### Task prompt:
Resume the first-person story about coping with trauma and turning to a French bulldog, starting right after its final sentence.

### Provided passage:
____________________

Weeks after being displaced from New Orleans due to Katrina, I was 17 and walking home in Chicago when I met two men who changed my life forever.
After talking with them for a few minutes, they pulled me into a nearby alleyway and started roughing me around. They kept yelling at me that they were going to give me AIDS. Eventually they pulled my pants down and they raped me.
While it was happening, all I could hear were those words over and over, rattling around in my head: “We’re gonna give you AIDS! We’re gonna give you AIDS!”
I tested positive a few weeks later.
The only way I knew how to cope with this was denial. This led to a major downward spiral and breakdown. For over tens years, I battled different addictions, major health issues and the death of a close friend. But most of all I battled meth, which became the cure and the cause for everything good and bad in my life.
It was a dark time, to say the least.
After a decade, I fell into a deep depression while dealing with a relationship that went south. I decided I needed to do something to help myself get better, because for the first time I was starting to feel like I didn’t want to wake up anymore.
I needed someone or something to hold me accountable for my life and my responsibilities, and to remind me to travel lightly — to carry as little emotional baggage as possible. I had a dog earlier in my life who was a big help in dark moments of my life. I thought of her and thought maybe another dog could help me now.
While searching for dogs, I came across the French bulldog, which is described as “a clown in the cloak of a philosopher.” Immediately, I thought this was so perfect for me and described how I had felt my entire life! I had just never been able to put it into words.
Between growing up in a southern household where I was the rebel, the black sheep, and the colorful son (as my mom used to call me) my life seemed to have gone from one tragedy to the next. But I kept pushing forward. These words describing the French bulldog stuck with me.

____________________

(Referring expression grounding data)
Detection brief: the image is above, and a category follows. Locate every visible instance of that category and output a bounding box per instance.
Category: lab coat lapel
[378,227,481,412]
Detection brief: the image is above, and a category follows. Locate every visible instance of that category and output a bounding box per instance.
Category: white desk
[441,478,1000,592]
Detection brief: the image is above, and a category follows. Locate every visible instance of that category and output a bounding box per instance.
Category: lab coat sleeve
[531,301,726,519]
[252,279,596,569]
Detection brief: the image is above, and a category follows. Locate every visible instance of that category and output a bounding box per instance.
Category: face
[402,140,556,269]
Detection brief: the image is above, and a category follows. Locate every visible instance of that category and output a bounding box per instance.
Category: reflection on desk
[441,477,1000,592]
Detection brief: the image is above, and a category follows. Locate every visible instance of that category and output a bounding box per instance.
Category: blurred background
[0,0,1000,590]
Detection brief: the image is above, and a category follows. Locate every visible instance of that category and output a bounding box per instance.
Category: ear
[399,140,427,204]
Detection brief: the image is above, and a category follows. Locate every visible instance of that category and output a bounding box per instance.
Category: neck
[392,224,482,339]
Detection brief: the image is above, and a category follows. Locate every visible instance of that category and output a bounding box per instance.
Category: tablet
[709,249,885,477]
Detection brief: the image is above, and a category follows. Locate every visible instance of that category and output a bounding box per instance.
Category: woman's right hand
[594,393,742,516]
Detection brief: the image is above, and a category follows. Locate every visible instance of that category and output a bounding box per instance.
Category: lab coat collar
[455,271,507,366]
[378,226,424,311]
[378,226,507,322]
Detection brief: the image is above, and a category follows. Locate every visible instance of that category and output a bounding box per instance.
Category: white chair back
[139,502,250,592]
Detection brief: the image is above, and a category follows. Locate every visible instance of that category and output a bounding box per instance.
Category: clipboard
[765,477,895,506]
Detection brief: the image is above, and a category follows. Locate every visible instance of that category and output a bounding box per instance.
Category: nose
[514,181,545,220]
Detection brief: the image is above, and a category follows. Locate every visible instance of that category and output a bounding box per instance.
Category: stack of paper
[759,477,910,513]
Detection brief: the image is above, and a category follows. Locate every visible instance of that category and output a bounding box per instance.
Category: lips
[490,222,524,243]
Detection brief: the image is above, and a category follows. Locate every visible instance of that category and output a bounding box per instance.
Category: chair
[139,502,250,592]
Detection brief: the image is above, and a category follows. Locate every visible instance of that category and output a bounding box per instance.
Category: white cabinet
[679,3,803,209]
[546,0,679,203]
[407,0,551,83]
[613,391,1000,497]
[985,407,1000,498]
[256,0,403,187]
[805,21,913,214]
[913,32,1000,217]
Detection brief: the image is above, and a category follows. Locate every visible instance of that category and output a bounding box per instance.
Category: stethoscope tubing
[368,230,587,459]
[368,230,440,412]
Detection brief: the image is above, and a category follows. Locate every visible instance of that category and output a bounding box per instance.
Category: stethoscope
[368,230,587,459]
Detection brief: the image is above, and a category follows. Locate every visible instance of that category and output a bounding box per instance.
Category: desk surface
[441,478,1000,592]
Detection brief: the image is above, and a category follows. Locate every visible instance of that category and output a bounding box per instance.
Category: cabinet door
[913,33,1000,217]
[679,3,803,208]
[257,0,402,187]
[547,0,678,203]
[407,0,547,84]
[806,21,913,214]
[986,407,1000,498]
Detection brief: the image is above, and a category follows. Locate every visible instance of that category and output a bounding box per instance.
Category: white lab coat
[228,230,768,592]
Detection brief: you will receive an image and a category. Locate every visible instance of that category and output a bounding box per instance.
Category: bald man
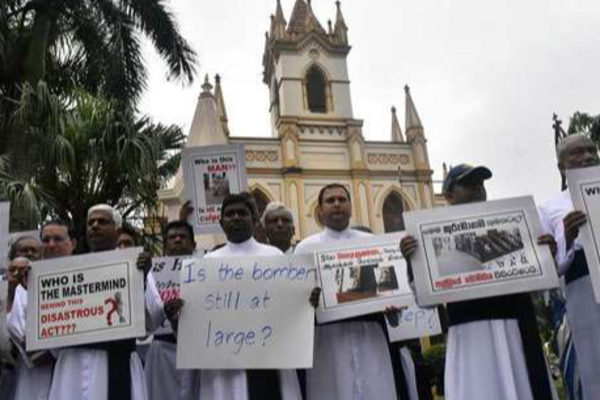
[539,134,600,399]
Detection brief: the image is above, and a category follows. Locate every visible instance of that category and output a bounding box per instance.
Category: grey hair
[260,201,294,226]
[556,133,593,161]
[88,204,123,228]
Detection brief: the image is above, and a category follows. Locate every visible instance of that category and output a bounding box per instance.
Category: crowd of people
[0,135,600,400]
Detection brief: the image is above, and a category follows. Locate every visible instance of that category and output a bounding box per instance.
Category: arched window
[383,192,404,233]
[252,189,271,218]
[306,65,327,113]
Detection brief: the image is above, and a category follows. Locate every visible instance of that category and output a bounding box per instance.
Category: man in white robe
[295,184,416,400]
[540,134,600,399]
[165,192,318,400]
[400,164,555,400]
[144,221,197,400]
[49,205,164,400]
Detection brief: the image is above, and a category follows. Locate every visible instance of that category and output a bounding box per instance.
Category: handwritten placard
[27,248,145,351]
[177,255,315,369]
[0,202,10,269]
[181,144,248,234]
[386,303,442,342]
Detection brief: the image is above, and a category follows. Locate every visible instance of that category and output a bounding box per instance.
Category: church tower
[263,0,353,137]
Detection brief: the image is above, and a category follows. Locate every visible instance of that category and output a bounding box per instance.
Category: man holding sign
[49,204,164,400]
[400,164,553,400]
[540,134,600,399]
[295,183,414,400]
[165,192,319,400]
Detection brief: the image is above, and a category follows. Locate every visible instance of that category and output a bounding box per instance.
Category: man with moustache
[48,204,164,400]
[539,134,600,399]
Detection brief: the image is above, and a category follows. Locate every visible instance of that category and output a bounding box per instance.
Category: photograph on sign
[177,255,316,369]
[0,202,10,271]
[181,144,248,234]
[150,256,191,335]
[27,248,145,351]
[305,232,414,323]
[386,303,442,342]
[405,197,558,305]
[567,167,600,303]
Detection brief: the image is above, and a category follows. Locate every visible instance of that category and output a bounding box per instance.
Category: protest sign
[404,197,558,306]
[177,255,315,369]
[304,232,414,323]
[386,303,442,342]
[151,257,189,335]
[181,144,248,234]
[27,248,146,351]
[567,167,600,303]
[0,202,10,269]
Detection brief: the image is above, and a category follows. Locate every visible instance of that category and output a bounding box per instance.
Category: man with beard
[261,201,296,254]
[165,192,320,400]
[540,134,600,399]
[7,220,77,400]
[400,164,556,400]
[48,204,164,400]
[144,221,196,400]
[295,183,410,400]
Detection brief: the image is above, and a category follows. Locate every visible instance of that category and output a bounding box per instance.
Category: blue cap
[442,164,492,193]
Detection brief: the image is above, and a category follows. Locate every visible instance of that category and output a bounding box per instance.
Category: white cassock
[49,274,164,400]
[539,190,600,399]
[144,272,198,400]
[198,238,308,400]
[295,228,417,400]
[6,285,52,400]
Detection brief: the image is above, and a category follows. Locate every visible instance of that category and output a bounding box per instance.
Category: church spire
[215,74,229,136]
[404,85,423,141]
[392,107,404,143]
[333,0,348,44]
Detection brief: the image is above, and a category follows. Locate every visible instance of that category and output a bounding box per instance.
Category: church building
[159,0,439,241]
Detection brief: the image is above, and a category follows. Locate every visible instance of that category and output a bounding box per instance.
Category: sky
[140,0,600,202]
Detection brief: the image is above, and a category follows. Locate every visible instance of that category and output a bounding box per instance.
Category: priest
[540,134,600,399]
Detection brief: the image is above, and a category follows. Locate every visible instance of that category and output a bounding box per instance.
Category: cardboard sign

____________________

### Response box:
Stud is from a breeder in Kentucky, and when I met him I immediately felt myself become lighter. From the moment I brought him home, I started to see my life change for the better.
He would wake me up each morning to take him out with him waking me up on a routine; he gave a consistency to my schedule, and I began to get better at taking my medication, which made me begin to feel better as a whole.
Stud’s love for me doesn’t expire. Before our morning walks to the park, I would actually get dressed and put myself together to go outside. He keeps me present and that helps alleviate the social anxiety I had acquired. Once we were out, people always stop and want to talk to him, and knowing that motivated me to present myself better, which started to make me feel better, and my confidence grew.
In our time together, the most important way Stud has helped me is by raising my self-esteem, which had been very low since my last relationship ended. He has given me my confidence back.
Without him by my side, I wouldn’t have had the strength to keep going.
He’s an amazing dog. Being a dad ensures my continued purpose in life as I am a lot less reckless and self-deprecating. I couldn’t have passed up this opportunity of sharing our story. He truly saved my life, and I hope that this story will bring someone hope.